▸ Task goal: Quote the entries word for word from their first line through the line that contains "123 129 L 129", including both of those lines. Leave the pictures out of your answer.
-- begin Exercise data --
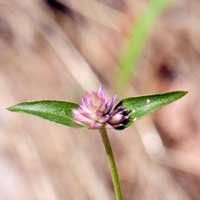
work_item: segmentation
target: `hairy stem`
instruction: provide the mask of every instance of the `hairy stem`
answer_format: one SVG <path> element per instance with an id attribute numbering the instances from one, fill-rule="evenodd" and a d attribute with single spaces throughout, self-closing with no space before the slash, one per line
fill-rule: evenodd
<path id="1" fill-rule="evenodd" d="M 108 138 L 106 128 L 102 127 L 100 129 L 100 133 L 101 133 L 101 137 L 102 137 L 103 144 L 104 144 L 107 158 L 108 158 L 108 163 L 109 163 L 110 172 L 111 172 L 111 176 L 112 176 L 112 182 L 113 182 L 113 186 L 114 186 L 114 190 L 115 190 L 116 200 L 123 200 L 119 177 L 118 177 L 118 173 L 117 173 L 117 166 L 115 164 L 115 159 L 113 156 L 112 147 L 110 145 L 110 141 Z"/>

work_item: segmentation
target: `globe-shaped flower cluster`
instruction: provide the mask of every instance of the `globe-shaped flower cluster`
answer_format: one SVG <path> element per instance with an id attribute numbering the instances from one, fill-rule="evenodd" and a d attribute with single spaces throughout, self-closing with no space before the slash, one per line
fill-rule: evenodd
<path id="1" fill-rule="evenodd" d="M 123 129 L 129 122 L 129 112 L 119 103 L 114 108 L 116 96 L 106 101 L 103 87 L 98 92 L 87 92 L 81 98 L 78 109 L 73 110 L 74 120 L 91 129 L 107 128 Z"/>

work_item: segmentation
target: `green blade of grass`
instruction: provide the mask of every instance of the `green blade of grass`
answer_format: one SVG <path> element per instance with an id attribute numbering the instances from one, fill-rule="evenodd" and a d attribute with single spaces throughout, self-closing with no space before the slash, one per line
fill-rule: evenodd
<path id="1" fill-rule="evenodd" d="M 117 89 L 122 92 L 130 78 L 138 59 L 144 49 L 145 43 L 150 35 L 157 17 L 169 4 L 169 0 L 151 0 L 128 37 L 122 50 L 120 59 L 120 70 L 117 74 Z"/>

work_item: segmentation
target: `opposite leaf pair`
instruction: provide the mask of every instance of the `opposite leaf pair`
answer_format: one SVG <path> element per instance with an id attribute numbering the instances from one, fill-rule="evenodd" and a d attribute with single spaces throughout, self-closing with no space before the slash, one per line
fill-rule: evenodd
<path id="1" fill-rule="evenodd" d="M 121 100 L 114 108 L 116 96 L 106 101 L 103 88 L 98 92 L 86 93 L 79 106 L 64 101 L 24 102 L 8 108 L 13 112 L 25 112 L 63 125 L 91 129 L 105 126 L 122 130 L 136 119 L 167 105 L 187 92 L 176 91 L 148 96 L 130 97 Z"/>

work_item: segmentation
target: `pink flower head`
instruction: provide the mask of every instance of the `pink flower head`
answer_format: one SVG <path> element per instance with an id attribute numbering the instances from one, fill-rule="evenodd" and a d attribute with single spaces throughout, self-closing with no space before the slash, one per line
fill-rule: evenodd
<path id="1" fill-rule="evenodd" d="M 102 126 L 121 129 L 123 122 L 129 119 L 122 106 L 113 109 L 116 96 L 106 101 L 103 87 L 98 92 L 87 92 L 81 98 L 78 109 L 73 110 L 74 120 L 91 129 L 99 129 Z M 113 109 L 113 110 L 112 110 Z"/>

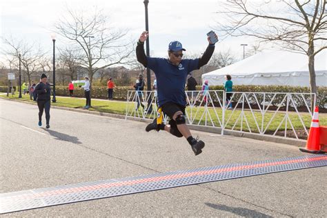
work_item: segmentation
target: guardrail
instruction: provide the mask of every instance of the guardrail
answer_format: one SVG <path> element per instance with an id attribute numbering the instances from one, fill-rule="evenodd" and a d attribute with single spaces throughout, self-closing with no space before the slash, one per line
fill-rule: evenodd
<path id="1" fill-rule="evenodd" d="M 188 124 L 261 135 L 305 139 L 312 119 L 313 93 L 186 91 Z M 128 117 L 157 117 L 155 91 L 128 91 Z M 164 116 L 164 121 L 168 121 Z"/>

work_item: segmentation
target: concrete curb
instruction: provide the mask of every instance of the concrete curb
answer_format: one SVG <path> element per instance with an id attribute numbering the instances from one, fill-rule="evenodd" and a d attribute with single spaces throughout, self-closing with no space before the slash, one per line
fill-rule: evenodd
<path id="1" fill-rule="evenodd" d="M 0 96 L 1 99 L 8 100 L 8 101 L 17 101 L 21 103 L 29 103 L 35 105 L 34 103 L 31 102 L 26 102 L 23 101 L 16 100 L 16 99 L 7 99 L 5 97 L 2 97 Z M 98 111 L 92 111 L 83 109 L 77 109 L 77 108 L 64 108 L 60 106 L 51 106 L 53 108 L 59 109 L 59 110 L 69 110 L 69 111 L 74 111 L 74 112 L 79 112 L 86 114 L 91 114 L 99 116 L 103 116 L 103 117 L 114 117 L 122 119 L 128 119 L 135 121 L 141 121 L 144 123 L 150 123 L 152 121 L 139 118 L 139 117 L 126 117 L 125 115 L 115 115 L 115 114 L 110 114 Z M 188 125 L 190 129 L 192 130 L 200 131 L 200 132 L 210 132 L 214 134 L 221 134 L 221 128 L 217 127 L 212 127 L 212 126 L 196 126 L 196 125 Z M 279 136 L 272 136 L 272 135 L 260 135 L 258 134 L 250 133 L 250 132 L 238 132 L 238 131 L 233 131 L 230 130 L 224 130 L 224 135 L 232 135 L 237 137 L 245 137 L 249 138 L 252 139 L 261 140 L 264 141 L 270 141 L 270 142 L 275 142 L 275 143 L 285 143 L 288 145 L 295 146 L 297 147 L 304 147 L 306 143 L 306 140 L 303 139 L 290 139 L 290 138 L 284 138 Z"/>

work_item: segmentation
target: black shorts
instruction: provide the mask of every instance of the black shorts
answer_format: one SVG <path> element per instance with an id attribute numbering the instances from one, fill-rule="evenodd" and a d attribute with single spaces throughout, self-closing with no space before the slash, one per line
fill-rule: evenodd
<path id="1" fill-rule="evenodd" d="M 172 119 L 174 115 L 178 112 L 181 111 L 185 115 L 185 106 L 181 106 L 180 104 L 174 102 L 165 103 L 162 106 L 162 112 L 167 115 L 167 116 Z"/>

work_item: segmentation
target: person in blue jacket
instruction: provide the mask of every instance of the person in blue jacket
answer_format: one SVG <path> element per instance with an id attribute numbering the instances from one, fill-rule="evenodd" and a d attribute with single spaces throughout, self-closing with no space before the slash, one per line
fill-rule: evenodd
<path id="1" fill-rule="evenodd" d="M 37 83 L 34 90 L 37 95 L 37 101 L 39 107 L 39 126 L 42 126 L 42 115 L 46 112 L 46 128 L 50 128 L 50 108 L 51 99 L 51 86 L 48 82 L 47 76 L 43 73 L 41 75 L 41 81 Z"/>
<path id="2" fill-rule="evenodd" d="M 141 103 L 141 101 L 143 100 L 143 90 L 144 90 L 144 79 L 143 79 L 143 75 L 141 74 L 139 75 L 139 79 L 137 79 L 134 88 L 135 88 L 135 91 L 137 94 L 136 99 L 137 102 L 137 108 L 136 110 L 139 110 L 140 105 L 143 109 L 144 109 L 144 105 Z"/>

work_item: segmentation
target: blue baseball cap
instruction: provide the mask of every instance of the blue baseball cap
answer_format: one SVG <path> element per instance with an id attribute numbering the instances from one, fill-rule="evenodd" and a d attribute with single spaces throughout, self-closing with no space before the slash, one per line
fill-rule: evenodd
<path id="1" fill-rule="evenodd" d="M 181 43 L 178 41 L 172 41 L 169 43 L 168 50 L 173 52 L 178 52 L 180 50 L 186 51 L 185 48 L 183 48 Z"/>

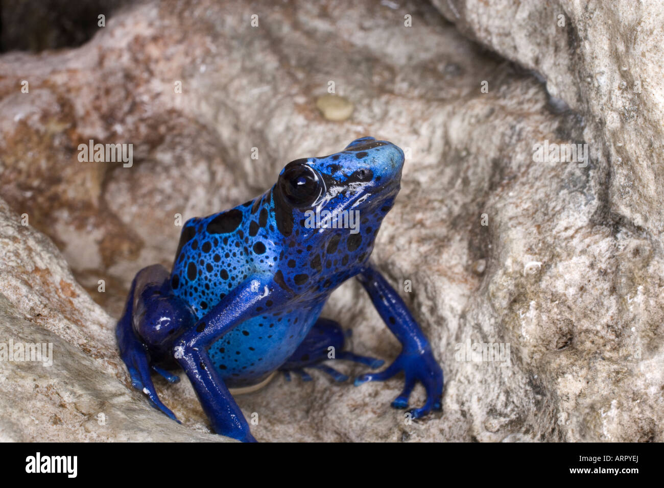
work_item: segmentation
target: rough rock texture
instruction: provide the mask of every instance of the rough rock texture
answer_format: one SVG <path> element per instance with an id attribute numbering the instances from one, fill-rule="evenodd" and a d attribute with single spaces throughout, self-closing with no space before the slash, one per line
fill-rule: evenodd
<path id="1" fill-rule="evenodd" d="M 461 32 L 537 71 L 582 114 L 612 211 L 664 236 L 664 9 L 659 0 L 433 0 Z M 562 18 L 561 18 L 562 16 Z"/>
<path id="2" fill-rule="evenodd" d="M 462 31 L 471 29 L 464 22 L 489 19 L 518 32 L 513 18 L 499 25 L 489 7 L 459 3 L 453 4 L 459 16 L 472 10 L 479 19 L 455 17 Z M 574 9 L 588 11 L 581 3 Z M 251 27 L 252 14 L 258 27 Z M 412 27 L 404 26 L 406 15 Z M 612 35 L 593 29 L 594 37 Z M 577 56 L 614 62 L 615 52 L 586 45 L 575 48 Z M 527 68 L 576 69 L 562 51 L 551 58 L 552 48 L 531 46 L 540 54 L 537 63 L 537 56 L 523 62 Z M 616 189 L 647 175 L 617 169 L 610 155 L 625 147 L 633 156 L 654 153 L 643 141 L 662 119 L 636 114 L 622 125 L 623 145 L 612 139 L 609 148 L 606 133 L 613 133 L 602 131 L 622 110 L 606 102 L 610 90 L 568 96 L 578 88 L 559 82 L 554 91 L 552 74 L 542 71 L 551 94 L 541 77 L 484 51 L 420 3 L 149 2 L 111 18 L 81 47 L 0 57 L 0 193 L 13 210 L 0 215 L 3 337 L 52 337 L 80 359 L 56 355 L 50 370 L 0 363 L 3 394 L 19 400 L 0 404 L 3 438 L 35 438 L 31 416 L 50 424 L 55 416 L 81 432 L 41 428 L 41 439 L 212 438 L 186 380 L 157 382 L 183 426 L 129 390 L 113 327 L 133 274 L 170 265 L 176 214 L 183 222 L 237 204 L 272 185 L 288 161 L 372 135 L 410 155 L 374 260 L 403 291 L 443 365 L 444 411 L 406 424 L 389 406 L 400 378 L 355 388 L 312 372 L 313 382 L 280 377 L 238 398 L 245 414 L 258 414 L 256 438 L 664 440 L 664 260 L 658 231 L 649 226 L 659 217 L 635 225 L 620 206 L 631 199 L 654 208 L 661 183 L 642 187 L 642 200 L 634 193 L 618 199 Z M 22 80 L 29 94 L 21 92 Z M 174 93 L 177 81 L 182 93 Z M 327 121 L 316 108 L 330 81 L 355 107 L 345 122 Z M 580 114 L 561 110 L 558 98 Z M 79 162 L 78 145 L 90 139 L 132 143 L 133 166 Z M 588 163 L 535 162 L 533 145 L 545 139 L 589 142 Z M 660 171 L 646 167 L 653 177 Z M 110 316 L 48 239 L 19 226 L 23 213 Z M 359 353 L 387 361 L 398 353 L 359 284 L 335 292 L 323 315 L 353 328 Z M 467 361 L 467 341 L 509 346 L 509 361 Z M 64 400 L 11 392 L 29 391 L 35 377 L 39 384 L 51 378 Z M 77 396 L 93 398 L 77 410 Z M 418 387 L 413 402 L 423 400 Z M 92 426 L 100 411 L 124 423 Z"/>

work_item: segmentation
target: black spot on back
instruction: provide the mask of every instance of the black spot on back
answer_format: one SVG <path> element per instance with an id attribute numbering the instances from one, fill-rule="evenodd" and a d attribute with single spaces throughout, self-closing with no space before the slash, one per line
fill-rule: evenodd
<path id="1" fill-rule="evenodd" d="M 197 269 L 196 265 L 190 262 L 187 266 L 187 278 L 189 279 L 189 281 L 193 281 L 196 279 Z"/>
<path id="2" fill-rule="evenodd" d="M 195 235 L 196 228 L 193 225 L 187 226 L 182 230 L 182 232 L 180 234 L 180 242 L 177 245 L 177 251 L 175 252 L 176 257 L 180 255 L 180 252 L 185 244 L 193 239 Z"/>
<path id="3" fill-rule="evenodd" d="M 361 242 L 362 234 L 358 232 L 357 234 L 351 234 L 346 241 L 346 245 L 348 246 L 348 250 L 352 252 L 359 247 Z"/>
<path id="4" fill-rule="evenodd" d="M 242 221 L 242 212 L 236 208 L 217 215 L 207 224 L 209 234 L 228 234 L 238 228 Z"/>
<path id="5" fill-rule="evenodd" d="M 290 287 L 286 284 L 286 280 L 284 279 L 284 274 L 282 273 L 282 270 L 280 270 L 276 273 L 274 274 L 274 282 L 279 285 L 282 288 L 288 291 L 292 291 Z"/>
<path id="6" fill-rule="evenodd" d="M 268 223 L 268 210 L 267 208 L 261 208 L 260 214 L 258 216 L 258 225 L 261 227 L 265 227 L 266 224 Z"/>
<path id="7" fill-rule="evenodd" d="M 332 238 L 330 239 L 330 242 L 327 243 L 328 254 L 333 254 L 337 252 L 337 246 L 339 245 L 339 241 L 341 238 L 341 236 L 338 234 L 335 234 L 332 236 Z"/>

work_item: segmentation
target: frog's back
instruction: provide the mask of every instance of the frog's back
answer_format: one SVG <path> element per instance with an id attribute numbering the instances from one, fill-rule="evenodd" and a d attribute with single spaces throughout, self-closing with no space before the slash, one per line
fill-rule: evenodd
<path id="1" fill-rule="evenodd" d="M 185 223 L 171 285 L 197 318 L 252 274 L 277 272 L 284 253 L 274 219 L 268 218 L 270 194 Z M 323 295 L 288 309 L 268 302 L 262 315 L 213 343 L 210 359 L 226 386 L 257 383 L 278 368 L 303 340 L 324 303 Z"/>

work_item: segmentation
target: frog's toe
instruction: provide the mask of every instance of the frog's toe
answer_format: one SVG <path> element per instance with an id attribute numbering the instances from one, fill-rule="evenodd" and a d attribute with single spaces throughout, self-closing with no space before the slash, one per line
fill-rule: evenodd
-- end Exercise data --
▸ Solution for this exercise:
work_item: segmentation
target: `hairy stem`
instruction: provide the mask of every instance of the `hairy stem`
answer_format: one SVG <path> element per instance with an id attribute numbering the instances from one, fill-rule="evenodd" and a d attribute with single spaces throughout, self-closing with no space before the slash, one per line
fill-rule: evenodd
<path id="1" fill-rule="evenodd" d="M 108 138 L 106 128 L 102 127 L 100 129 L 100 133 L 101 133 L 101 137 L 102 137 L 103 144 L 104 144 L 107 158 L 108 158 L 108 163 L 109 163 L 110 172 L 111 172 L 111 176 L 112 176 L 112 182 L 113 182 L 113 186 L 114 186 L 114 190 L 115 190 L 116 200 L 123 200 L 119 177 L 118 177 L 118 173 L 117 173 L 117 166 L 115 164 L 115 159 L 113 156 L 112 147 L 110 145 L 110 141 Z"/>

work_item: segmentation
target: `globe-shaped flower cluster`
instruction: provide the mask of every instance of the `globe-shaped flower cluster`
answer_format: one SVG <path> element per instance with an id attribute numbering the instances from one, fill-rule="evenodd" and a d attribute with single spaces throughout, self-closing with no space before the slash, one per line
fill-rule: evenodd
<path id="1" fill-rule="evenodd" d="M 123 129 L 129 122 L 129 112 L 119 103 L 114 108 L 116 96 L 106 101 L 103 87 L 98 92 L 87 92 L 81 98 L 78 109 L 73 110 L 74 120 L 91 129 L 107 128 Z"/>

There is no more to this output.